*** Opening Stored data ***

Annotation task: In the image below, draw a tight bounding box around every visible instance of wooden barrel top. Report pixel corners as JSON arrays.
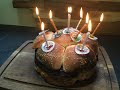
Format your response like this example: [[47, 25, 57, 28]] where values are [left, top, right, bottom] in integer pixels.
[[0, 40, 119, 90]]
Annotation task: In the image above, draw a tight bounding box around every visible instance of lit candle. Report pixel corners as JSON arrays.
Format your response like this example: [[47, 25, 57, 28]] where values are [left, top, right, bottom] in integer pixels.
[[49, 10, 58, 33], [70, 13, 89, 39], [81, 20, 92, 50], [92, 13, 104, 36], [36, 7, 42, 24], [79, 13, 89, 32], [76, 7, 83, 29], [68, 6, 72, 30], [41, 22, 49, 48]]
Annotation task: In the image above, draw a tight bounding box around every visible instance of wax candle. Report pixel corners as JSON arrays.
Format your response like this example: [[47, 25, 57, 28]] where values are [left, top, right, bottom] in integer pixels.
[[81, 20, 92, 50], [49, 10, 58, 33], [76, 7, 83, 29], [92, 13, 104, 36], [68, 7, 72, 30], [36, 7, 42, 24], [79, 13, 89, 32], [41, 22, 49, 48]]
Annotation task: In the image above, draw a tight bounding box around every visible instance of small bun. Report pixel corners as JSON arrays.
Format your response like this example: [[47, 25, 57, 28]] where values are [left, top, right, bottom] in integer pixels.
[[63, 45, 96, 72], [54, 34, 75, 47], [36, 42, 65, 70]]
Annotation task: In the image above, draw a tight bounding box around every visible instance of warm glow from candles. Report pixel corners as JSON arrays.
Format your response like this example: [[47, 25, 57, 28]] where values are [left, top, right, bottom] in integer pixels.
[[36, 7, 39, 15], [100, 13, 104, 22], [68, 7, 72, 13], [88, 20, 92, 32], [49, 10, 52, 19], [41, 22, 44, 31], [80, 7, 83, 18], [86, 13, 89, 23]]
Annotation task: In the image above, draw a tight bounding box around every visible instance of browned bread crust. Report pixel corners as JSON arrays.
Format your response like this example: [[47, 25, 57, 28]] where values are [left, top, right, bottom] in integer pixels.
[[54, 34, 75, 47], [35, 35, 97, 71], [34, 30, 98, 87], [63, 45, 97, 72], [36, 42, 65, 70]]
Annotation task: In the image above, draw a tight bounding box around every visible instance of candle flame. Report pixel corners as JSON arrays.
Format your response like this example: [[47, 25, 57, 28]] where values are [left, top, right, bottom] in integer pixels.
[[41, 22, 44, 31], [88, 20, 92, 32], [86, 13, 89, 23], [68, 7, 72, 13], [100, 13, 104, 22], [36, 7, 39, 16], [80, 7, 83, 18], [49, 10, 52, 19]]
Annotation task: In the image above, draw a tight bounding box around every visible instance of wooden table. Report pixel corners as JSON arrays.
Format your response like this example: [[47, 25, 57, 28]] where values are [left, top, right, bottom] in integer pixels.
[[0, 40, 119, 90]]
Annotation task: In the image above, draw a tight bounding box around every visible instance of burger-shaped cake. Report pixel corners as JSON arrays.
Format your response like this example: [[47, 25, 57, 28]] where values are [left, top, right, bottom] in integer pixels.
[[33, 26, 98, 87]]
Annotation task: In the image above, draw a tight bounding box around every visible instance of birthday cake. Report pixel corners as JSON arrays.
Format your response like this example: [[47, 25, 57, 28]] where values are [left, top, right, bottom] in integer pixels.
[[33, 27, 98, 87], [32, 6, 104, 87]]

*** Closing Stored data ***

→ What is needed:
Lines with the string "cake": pick each one out of the material and return it.

→ Solution:
Annotation task: In the image above, draw a tight bounding box around every visible instance of burger-shaped cake. Report pixel corners as JSON arrays.
Annotation task: In the image above, draw a tight bounding box around every visible instance of birthday cake. Report pixel corners as JSON arrays.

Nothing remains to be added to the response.